Problem A => Can you render the records as a numbered list, skipping blank lines, starting at the very first line of the records and ending with the line that contains "[[0, 0, 1288, 394]]"? Include both of those lines.

Re: Growing checkpoint size with Python SDF for reading from Redis streams

Nimalan Mahendran Mon, 24 Jul 2023 16:54:11 -0700

I wanted to update that I pared down my setup to reproduce this bug and
filed an issue: https://github.com/apache/beam/issues/27648. It includes
steps to reproduce the issue. I would be very interested to hear whether
others are experiencing the same issue, or if they're also running
unbounded SDFs on Flink and not seeing this issue.


I'm also really hoping to get some traction on this issue as it is quite a
serious bug for our system that we have built on top of Beam/Flink ☹️

On Fri, Jul 21, 2023 at 10:28 AM Nimalan Mahendran <
nima...@liminalinsights.com> wrote:

> An interesting update - I found PeriodicImpulse, which is a Python-based
> unbounded SDF. I created the following minimal pipeline:
>
>     with beam.Pipeline(options=runner_options) as pipeline:
>         traceable_measurements = pipeline |
> PeriodicImpulse(fire_interval=5)

Supplied records =>
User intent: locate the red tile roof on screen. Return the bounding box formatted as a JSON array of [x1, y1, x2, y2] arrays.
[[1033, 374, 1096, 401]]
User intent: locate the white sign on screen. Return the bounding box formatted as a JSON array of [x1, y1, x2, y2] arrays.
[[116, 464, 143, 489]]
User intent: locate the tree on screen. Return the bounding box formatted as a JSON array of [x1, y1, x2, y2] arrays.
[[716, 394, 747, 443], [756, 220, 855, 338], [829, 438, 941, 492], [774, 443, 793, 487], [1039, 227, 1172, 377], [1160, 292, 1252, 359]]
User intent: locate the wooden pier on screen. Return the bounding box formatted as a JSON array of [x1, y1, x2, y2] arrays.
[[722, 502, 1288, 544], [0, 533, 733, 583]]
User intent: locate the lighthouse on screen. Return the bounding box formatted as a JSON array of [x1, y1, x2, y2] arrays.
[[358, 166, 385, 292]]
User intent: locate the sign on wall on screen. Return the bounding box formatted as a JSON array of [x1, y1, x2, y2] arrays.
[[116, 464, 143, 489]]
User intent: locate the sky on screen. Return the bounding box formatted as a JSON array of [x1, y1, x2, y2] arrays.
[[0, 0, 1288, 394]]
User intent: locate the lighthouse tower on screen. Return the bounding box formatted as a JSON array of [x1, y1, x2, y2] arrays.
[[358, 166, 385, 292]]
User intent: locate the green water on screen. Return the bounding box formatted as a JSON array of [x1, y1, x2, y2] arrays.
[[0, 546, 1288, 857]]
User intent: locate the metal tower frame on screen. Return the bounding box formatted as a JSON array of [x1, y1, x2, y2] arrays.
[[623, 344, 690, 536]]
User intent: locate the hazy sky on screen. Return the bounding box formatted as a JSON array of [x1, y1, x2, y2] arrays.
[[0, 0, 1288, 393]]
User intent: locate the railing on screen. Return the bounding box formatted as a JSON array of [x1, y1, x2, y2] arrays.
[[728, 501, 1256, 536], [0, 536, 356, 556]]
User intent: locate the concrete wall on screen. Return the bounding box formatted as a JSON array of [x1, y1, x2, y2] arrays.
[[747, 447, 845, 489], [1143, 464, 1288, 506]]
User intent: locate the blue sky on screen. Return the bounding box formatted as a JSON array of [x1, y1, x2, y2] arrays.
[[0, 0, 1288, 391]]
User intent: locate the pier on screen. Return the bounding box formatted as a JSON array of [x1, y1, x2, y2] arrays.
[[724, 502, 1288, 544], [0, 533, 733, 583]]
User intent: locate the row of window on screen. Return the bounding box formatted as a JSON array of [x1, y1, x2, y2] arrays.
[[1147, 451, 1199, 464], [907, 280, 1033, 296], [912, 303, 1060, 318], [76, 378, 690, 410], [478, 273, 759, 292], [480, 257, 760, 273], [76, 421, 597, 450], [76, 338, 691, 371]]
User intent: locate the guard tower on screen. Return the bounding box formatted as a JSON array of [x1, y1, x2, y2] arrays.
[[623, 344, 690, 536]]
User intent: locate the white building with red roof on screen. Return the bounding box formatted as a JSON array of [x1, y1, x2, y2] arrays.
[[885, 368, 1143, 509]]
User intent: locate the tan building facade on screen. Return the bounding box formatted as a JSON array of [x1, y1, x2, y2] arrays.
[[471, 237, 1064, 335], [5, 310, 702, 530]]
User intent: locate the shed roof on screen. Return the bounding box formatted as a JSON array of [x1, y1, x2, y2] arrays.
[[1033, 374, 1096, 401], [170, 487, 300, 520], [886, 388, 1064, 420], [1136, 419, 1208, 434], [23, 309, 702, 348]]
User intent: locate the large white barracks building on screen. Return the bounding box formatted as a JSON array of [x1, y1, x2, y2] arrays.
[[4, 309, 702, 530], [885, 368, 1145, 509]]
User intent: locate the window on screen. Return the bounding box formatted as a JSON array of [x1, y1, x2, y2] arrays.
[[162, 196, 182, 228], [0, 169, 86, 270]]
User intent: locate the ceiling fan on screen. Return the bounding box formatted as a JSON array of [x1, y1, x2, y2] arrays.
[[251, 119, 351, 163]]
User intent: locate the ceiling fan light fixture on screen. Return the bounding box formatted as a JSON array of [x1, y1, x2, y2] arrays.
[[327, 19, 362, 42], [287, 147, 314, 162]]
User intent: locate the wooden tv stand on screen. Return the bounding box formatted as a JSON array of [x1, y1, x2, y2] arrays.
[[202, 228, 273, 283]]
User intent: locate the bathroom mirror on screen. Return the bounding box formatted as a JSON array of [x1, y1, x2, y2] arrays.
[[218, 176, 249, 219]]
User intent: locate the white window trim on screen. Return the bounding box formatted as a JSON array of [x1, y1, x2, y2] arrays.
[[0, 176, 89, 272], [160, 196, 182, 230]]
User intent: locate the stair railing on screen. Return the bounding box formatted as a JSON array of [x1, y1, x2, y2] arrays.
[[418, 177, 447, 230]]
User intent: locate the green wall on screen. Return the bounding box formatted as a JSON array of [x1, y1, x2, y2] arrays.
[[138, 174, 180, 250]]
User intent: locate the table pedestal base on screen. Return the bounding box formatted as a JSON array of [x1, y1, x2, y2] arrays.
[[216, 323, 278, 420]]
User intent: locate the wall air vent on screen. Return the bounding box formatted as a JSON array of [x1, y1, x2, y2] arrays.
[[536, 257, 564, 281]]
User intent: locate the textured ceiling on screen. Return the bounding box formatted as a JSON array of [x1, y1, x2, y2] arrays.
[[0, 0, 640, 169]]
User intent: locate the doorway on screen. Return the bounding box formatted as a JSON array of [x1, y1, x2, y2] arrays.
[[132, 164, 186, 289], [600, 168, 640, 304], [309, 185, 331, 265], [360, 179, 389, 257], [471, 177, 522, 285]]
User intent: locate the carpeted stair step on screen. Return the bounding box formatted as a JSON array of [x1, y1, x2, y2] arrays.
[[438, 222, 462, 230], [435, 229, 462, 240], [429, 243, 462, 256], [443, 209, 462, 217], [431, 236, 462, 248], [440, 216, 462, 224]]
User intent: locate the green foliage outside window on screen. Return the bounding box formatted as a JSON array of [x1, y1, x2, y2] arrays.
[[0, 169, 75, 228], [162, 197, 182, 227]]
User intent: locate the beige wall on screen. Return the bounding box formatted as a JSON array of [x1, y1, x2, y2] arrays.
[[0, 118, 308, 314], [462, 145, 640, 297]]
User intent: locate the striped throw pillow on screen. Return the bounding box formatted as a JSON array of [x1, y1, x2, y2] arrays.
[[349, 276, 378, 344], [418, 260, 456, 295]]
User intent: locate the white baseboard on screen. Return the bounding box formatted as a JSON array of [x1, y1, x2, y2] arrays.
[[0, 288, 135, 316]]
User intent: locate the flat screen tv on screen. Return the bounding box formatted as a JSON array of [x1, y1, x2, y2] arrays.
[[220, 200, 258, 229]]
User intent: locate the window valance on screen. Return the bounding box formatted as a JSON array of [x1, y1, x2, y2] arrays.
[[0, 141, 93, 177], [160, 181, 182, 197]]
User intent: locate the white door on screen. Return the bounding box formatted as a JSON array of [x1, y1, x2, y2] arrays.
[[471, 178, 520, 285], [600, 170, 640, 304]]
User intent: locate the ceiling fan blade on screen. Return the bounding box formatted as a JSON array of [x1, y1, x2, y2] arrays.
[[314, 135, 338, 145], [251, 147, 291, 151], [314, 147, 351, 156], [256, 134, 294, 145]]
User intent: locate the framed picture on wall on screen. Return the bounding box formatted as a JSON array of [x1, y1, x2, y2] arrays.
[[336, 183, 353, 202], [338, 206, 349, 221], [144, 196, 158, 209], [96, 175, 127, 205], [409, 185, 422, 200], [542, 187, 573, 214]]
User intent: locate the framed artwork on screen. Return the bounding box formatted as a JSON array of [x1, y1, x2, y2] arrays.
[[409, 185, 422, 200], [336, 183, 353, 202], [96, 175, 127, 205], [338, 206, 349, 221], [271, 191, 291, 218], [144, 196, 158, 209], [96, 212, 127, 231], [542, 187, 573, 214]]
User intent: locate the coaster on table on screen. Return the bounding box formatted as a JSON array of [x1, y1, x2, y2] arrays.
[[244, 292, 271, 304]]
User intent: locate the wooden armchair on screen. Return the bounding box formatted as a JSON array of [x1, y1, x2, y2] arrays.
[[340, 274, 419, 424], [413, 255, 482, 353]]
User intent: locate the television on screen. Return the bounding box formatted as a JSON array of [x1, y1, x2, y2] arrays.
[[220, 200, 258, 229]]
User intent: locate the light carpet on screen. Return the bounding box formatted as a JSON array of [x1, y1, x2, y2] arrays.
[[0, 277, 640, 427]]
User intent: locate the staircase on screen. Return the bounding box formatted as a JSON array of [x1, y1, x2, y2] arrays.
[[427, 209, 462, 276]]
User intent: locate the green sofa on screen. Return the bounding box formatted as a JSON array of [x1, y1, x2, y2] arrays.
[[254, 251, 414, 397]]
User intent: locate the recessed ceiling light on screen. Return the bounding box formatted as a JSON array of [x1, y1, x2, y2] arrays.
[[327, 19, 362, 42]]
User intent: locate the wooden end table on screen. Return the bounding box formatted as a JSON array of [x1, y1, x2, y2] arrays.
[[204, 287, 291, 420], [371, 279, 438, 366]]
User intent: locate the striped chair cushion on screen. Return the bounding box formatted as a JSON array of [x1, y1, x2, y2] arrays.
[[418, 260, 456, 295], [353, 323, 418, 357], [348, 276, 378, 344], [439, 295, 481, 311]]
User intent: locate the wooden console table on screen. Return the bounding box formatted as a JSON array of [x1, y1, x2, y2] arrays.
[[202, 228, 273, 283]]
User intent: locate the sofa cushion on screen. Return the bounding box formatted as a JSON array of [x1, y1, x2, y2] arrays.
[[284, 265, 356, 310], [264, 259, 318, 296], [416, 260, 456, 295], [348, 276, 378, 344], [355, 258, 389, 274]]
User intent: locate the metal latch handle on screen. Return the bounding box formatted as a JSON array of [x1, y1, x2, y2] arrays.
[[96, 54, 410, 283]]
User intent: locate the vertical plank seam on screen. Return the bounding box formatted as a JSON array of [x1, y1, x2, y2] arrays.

Problem B =>
Answer these about the message on checkpoint size:
(i) What is the number of the GitHub issue that was filed?
(ii) On what date was the earlier message from Fri quoted in the reply sent?
(iii) What fire_interval value does the minimal pipeline pass to PeriodicImpulse?

Exercise answer A =>
1. User intent: locate the red tile roof on screen. Return the bounding box formatted as a JSON array of [x1, y1, x2, y2] arrays.
2. [[1033, 374, 1096, 401]]
3. User intent: locate the white sign on screen. Return the bounding box formatted as a JSON array of [x1, y1, x2, y2] arrays.
4. [[116, 464, 143, 489]]
5. User intent: locate the tree on screen. Return the bounding box formatted as a JSON array of [x1, y1, x2, y2] arrays.
6. [[716, 394, 747, 443], [756, 220, 855, 338], [829, 438, 941, 492], [774, 443, 793, 487], [1039, 227, 1172, 377], [1160, 292, 1252, 359]]
7. User intent: locate the wooden pier on screen. Return the bounding box formatted as a JSON array of [x1, y1, x2, y2] arrays.
8. [[722, 502, 1288, 544], [0, 533, 733, 583]]
9. User intent: locate the lighthouse on screen. Return the bounding box formatted as a JSON array of [x1, y1, x2, y2] arrays.
10. [[358, 166, 385, 292]]
11. User intent: locate the sign on wall on screen. Return the bounding box formatted as a JSON array of [x1, y1, x2, y2] arrays.
12. [[116, 464, 143, 489]]
13. User intent: locate the sky on screen. Return the bounding box formatted as a JSON array of [x1, y1, x2, y2] arrays.
14. [[0, 0, 1288, 394]]

Exercise answer B =>
(i) 27648
(ii) Fri, Jul 21, 2023
(iii) 5